» **SELEÇÃO**:
________________________________________
2 – Ao invés de contenção (ou do aumento) do gasto público na área social, a mudança do perfil desse gasto, com a progressiva mas determinada substituição de programas centralizados e baseados na oferta estatal (principalmente os de transferência direta de recursos ou de renda) por programas descentralizados, que promovam a negociação e exijam contrapartidas locais visando estabelecer o casamento entre oferta e demanda, e por programas de indução ao desenvolvimento e de investimento em capital humano e em capital social baseados na parceria com o mercado e com o terceiro setor.

3 – Para além de uma reforma tributária que evite déficits fiscais, uma reforma tributária que também desonere a produção formal, abarque a economia informal e estimule o engajamento do terceiro setor nas atividades de interesse público.

4 – Concomitantemente com políticas voltadas para o saneamento e o fortalecimento do sistema financeiro nacional, o incentivo à construção de um sistema microfinanceiro, a ser operado tanto pelo mercado quanto pelo terceiro setor, tendo por objetivo ofertar crédito produtivo para tomadores formais e informais que não possam apresentar garantias reais, e com condições de captar poupança popular e de prestar outros serviços financeiros às populações sem acesso ao crédito formal e à propriedade produtiva.

5 – Contrabalançando políticas de privatização, políticas de publicização que envolvam a parceria com a sociedade e, em alguns casos, a transferência, para organizações da nova sociedade civil situadas na intercessão com o Estado e para organizações da sociedade civil de caráter público constituídas sob o influxo de razões de Estado, de funções até então desempenhadas pelo Estado.

6 – Juntamente com a desregulamentação, a instituição de mecanismos de controle social do Estado pela sociedade, de orientação social do mercado e de responsabilização social de todos os setores, que promovam a correspondência entre direito e responsabilidade (segundo a máxima “nenhum direito sem responsabilidade”).

7 – Avançando sobre o aumento das garantias associadas aos direitos de propriedade para os setores produtivo e financeiro, uma reforma legal que promova o acesso aos direitos formais de propriedade, das posses imobiliárias de pessoas de baixa renda, com o intuito de possibilitar sua utilização como alavanca para obter crédito e gerar capital.
________________________________________
» **SEU OBJETIVO**:
Modifique o trecho do texto sobre reformas e políticas públicas que vai de "2 – Ao invés" até "de interesse público.", pondo "reforma fiscal" no lugar de "reforma tributária".
________________________________________
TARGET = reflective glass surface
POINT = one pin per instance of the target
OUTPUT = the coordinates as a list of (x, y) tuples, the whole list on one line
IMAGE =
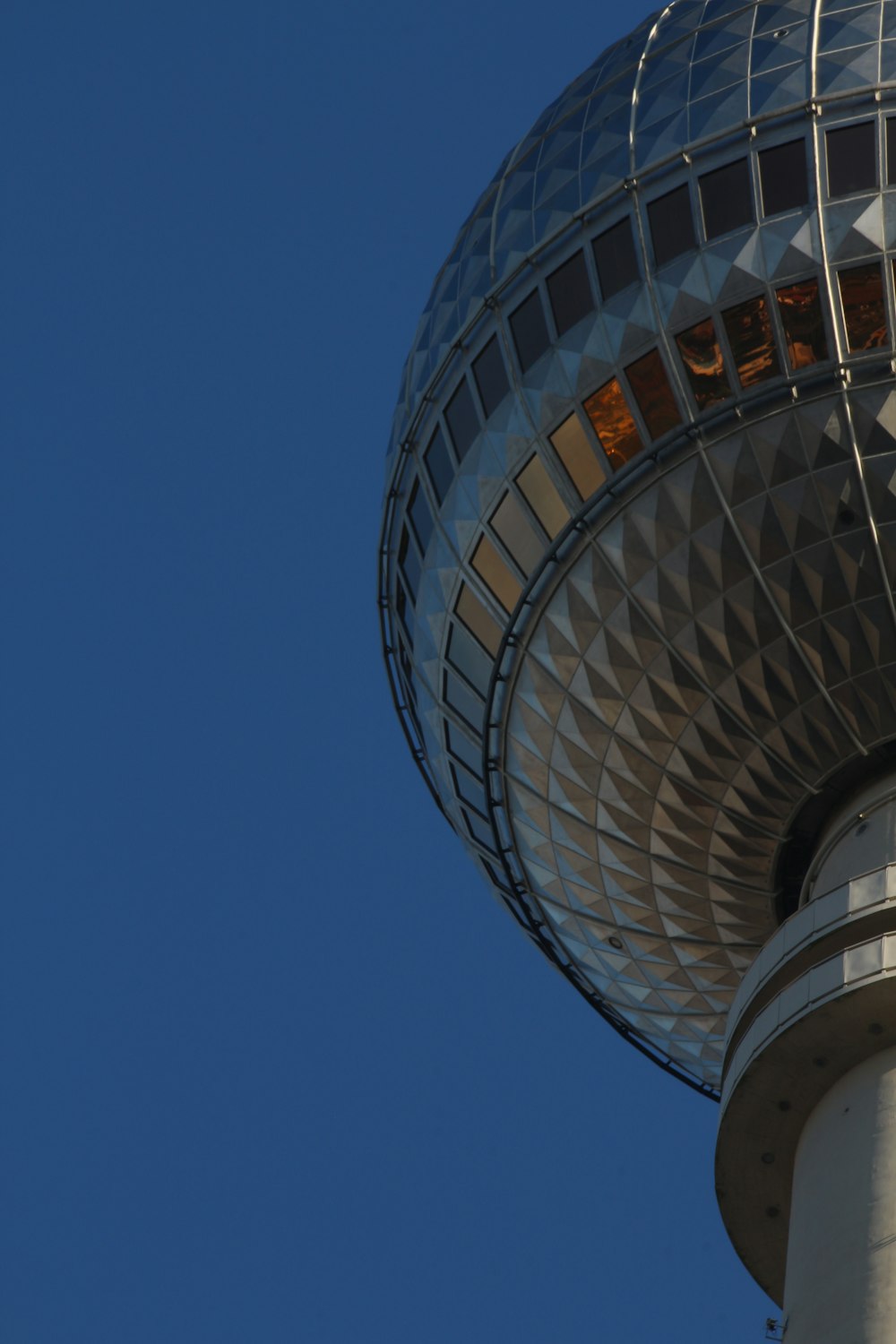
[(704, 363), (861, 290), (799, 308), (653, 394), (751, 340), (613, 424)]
________________________________________
» **RESOLUÇÃO DO EXERCÍCIO**:
2 – Ao invés de contenção (ou do aumento) do gasto público na área social, a mudança do perfil desse gasto, com a progressiva mas determinada substituição de programas centralizados e baseados na oferta estatal (principalmente os de transferência direta de recursos ou de renda) por programas descentralizados, que promovam a negociação e exijam contrapartidas locais visando estabelecer o casamento entre oferta e demanda, e por programas de indução ao desenvolvimento e de investimento em capital humano e em capital social baseados na parceria com o mercado e com o terceiro setor.

3 – Para além de uma reforma fiscal que evite déficits fiscais, uma reforma fiscal que também desonere a produção formal, abarque a economia informal e estimule o engajamento do terceiro setor nas atividades de interesse público.